§ **DESCRIPTION OF THE TASK**:
At the line containing "Target: distant mountain", begin retyping, and continue word for word until the records below run out.
++++ EXERCISE DATA ++++
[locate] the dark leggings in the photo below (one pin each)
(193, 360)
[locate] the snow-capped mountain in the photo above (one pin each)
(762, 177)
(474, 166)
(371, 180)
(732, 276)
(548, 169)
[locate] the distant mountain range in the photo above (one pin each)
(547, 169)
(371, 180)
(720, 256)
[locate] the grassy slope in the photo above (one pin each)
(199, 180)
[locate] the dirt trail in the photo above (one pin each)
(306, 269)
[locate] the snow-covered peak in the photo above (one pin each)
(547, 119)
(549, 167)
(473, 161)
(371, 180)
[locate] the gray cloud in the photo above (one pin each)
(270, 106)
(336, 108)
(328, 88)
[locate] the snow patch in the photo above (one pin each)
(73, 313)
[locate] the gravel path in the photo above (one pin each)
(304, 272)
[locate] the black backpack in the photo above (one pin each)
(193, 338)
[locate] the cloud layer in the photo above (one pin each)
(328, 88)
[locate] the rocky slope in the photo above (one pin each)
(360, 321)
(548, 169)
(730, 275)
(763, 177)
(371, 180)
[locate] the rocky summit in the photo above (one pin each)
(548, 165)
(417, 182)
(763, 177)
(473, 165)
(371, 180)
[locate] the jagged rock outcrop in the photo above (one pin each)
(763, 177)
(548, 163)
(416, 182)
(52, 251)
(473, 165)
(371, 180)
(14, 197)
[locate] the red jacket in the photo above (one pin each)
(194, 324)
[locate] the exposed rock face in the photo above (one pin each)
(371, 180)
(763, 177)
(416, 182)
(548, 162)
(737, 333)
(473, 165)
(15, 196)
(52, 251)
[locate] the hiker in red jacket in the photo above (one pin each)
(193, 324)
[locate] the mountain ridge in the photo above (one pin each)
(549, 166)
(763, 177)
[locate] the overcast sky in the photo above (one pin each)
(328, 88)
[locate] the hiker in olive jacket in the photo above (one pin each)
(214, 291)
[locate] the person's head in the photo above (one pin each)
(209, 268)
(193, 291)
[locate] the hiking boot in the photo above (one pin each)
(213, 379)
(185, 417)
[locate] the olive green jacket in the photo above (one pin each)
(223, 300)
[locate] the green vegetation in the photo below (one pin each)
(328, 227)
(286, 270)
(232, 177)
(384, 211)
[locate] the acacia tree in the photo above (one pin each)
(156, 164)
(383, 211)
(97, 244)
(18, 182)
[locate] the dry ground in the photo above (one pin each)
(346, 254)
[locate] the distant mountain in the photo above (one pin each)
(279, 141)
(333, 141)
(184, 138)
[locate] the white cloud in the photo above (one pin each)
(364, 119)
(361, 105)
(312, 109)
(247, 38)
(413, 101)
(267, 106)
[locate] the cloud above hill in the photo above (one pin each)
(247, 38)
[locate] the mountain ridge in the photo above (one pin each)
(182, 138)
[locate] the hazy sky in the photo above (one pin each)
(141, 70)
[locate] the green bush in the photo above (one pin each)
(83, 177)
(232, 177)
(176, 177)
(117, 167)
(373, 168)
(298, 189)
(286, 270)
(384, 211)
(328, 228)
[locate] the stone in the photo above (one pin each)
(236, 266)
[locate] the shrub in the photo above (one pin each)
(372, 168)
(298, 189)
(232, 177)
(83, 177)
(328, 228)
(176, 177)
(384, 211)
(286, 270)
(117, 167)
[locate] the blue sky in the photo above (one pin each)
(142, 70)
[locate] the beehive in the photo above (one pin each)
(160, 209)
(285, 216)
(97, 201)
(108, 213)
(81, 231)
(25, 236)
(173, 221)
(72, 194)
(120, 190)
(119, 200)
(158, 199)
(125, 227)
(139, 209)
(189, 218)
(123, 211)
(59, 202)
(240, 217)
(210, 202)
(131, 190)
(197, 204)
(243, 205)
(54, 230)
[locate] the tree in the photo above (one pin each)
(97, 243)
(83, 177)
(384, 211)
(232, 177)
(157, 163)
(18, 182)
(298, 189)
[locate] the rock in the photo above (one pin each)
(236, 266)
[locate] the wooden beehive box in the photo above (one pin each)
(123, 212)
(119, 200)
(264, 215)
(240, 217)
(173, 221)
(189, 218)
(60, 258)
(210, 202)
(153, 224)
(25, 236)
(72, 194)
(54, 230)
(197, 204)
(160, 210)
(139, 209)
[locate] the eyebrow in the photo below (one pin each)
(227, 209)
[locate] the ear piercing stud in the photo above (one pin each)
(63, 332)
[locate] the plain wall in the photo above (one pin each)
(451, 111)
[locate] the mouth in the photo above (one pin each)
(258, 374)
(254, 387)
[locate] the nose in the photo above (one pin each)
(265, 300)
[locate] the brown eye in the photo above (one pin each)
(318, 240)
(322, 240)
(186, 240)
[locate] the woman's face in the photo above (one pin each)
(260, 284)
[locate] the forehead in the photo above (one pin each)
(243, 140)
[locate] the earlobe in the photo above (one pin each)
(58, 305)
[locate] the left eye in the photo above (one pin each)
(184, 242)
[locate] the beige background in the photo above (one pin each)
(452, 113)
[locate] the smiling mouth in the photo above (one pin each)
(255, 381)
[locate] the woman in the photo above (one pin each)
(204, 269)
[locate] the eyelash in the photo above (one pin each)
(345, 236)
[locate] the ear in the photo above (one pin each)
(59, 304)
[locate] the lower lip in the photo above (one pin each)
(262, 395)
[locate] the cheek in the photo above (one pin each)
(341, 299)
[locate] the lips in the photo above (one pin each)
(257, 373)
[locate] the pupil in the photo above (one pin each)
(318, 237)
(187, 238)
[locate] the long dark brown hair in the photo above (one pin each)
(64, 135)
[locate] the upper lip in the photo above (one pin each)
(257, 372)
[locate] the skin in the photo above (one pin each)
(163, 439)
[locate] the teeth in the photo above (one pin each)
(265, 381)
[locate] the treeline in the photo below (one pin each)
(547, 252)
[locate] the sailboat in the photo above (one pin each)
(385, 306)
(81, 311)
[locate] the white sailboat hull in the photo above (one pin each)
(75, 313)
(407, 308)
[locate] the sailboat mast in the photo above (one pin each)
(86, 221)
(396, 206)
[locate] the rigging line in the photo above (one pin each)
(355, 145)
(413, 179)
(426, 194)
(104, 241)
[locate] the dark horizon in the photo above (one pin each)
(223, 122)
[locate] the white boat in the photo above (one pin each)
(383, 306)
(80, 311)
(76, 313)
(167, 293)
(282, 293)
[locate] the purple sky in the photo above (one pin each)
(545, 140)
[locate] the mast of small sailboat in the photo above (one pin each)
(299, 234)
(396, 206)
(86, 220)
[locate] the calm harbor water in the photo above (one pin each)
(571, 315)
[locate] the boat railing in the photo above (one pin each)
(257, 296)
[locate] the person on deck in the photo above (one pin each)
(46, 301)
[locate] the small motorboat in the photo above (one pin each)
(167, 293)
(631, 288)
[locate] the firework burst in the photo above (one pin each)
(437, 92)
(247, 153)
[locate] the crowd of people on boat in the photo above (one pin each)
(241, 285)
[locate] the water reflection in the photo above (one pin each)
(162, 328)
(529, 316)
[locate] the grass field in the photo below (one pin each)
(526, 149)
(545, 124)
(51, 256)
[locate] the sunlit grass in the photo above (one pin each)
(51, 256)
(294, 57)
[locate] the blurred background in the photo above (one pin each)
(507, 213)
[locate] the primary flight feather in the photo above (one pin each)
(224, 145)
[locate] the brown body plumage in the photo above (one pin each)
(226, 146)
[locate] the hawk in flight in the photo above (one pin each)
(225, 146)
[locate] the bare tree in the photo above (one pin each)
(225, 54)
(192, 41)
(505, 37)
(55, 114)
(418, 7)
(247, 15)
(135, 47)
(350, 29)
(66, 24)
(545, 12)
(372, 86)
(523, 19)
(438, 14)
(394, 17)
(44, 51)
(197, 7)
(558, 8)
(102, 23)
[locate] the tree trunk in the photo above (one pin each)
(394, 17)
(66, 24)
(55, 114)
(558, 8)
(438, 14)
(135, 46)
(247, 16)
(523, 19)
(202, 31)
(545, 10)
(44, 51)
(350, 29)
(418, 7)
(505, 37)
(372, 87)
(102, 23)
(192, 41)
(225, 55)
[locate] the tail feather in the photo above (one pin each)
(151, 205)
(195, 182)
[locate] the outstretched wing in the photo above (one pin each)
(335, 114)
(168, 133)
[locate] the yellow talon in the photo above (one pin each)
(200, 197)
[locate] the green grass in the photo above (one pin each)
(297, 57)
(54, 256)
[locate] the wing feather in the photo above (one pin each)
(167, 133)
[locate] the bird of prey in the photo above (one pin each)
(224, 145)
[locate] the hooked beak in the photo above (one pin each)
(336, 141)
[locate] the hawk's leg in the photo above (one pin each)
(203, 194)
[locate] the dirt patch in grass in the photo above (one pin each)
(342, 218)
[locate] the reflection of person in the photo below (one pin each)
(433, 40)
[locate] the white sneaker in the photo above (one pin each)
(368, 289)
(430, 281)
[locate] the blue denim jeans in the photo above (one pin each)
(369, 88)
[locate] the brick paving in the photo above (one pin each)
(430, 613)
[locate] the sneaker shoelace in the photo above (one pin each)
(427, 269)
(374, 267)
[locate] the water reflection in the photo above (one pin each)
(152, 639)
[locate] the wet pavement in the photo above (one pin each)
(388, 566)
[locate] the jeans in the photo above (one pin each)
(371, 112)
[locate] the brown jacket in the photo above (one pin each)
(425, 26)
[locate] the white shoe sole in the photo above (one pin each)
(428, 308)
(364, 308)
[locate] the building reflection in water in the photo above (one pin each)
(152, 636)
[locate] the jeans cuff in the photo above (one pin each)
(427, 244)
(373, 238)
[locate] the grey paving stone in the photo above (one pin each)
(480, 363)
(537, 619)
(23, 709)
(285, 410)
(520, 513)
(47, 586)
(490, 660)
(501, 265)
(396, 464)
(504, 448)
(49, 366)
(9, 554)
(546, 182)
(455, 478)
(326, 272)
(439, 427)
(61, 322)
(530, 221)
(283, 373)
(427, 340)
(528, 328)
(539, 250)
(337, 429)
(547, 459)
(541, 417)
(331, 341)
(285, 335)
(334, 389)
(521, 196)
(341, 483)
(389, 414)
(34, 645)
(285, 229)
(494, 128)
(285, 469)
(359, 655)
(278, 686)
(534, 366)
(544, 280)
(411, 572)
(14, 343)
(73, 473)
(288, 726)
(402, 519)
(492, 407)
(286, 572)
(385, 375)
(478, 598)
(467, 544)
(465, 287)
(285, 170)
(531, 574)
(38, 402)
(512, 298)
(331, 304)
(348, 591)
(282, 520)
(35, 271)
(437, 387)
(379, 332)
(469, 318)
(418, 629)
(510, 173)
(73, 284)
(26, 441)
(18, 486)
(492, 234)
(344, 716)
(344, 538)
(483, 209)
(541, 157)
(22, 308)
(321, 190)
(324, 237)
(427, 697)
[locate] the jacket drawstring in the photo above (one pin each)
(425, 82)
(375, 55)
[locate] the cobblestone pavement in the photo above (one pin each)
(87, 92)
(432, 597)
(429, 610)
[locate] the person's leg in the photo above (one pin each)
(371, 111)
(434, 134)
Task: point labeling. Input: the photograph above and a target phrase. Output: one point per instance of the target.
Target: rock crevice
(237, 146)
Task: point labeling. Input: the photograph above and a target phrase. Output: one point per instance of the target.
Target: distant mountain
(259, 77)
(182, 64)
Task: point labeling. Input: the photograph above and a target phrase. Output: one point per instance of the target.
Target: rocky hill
++++
§ **ANSWER TO THIS EXERCISE**:
Target: distant mountain
(259, 77)
(182, 64)
Task: point labeling. Input: the photograph above and a target phrase. Output: one point per instance of the target.
Target: rocky hill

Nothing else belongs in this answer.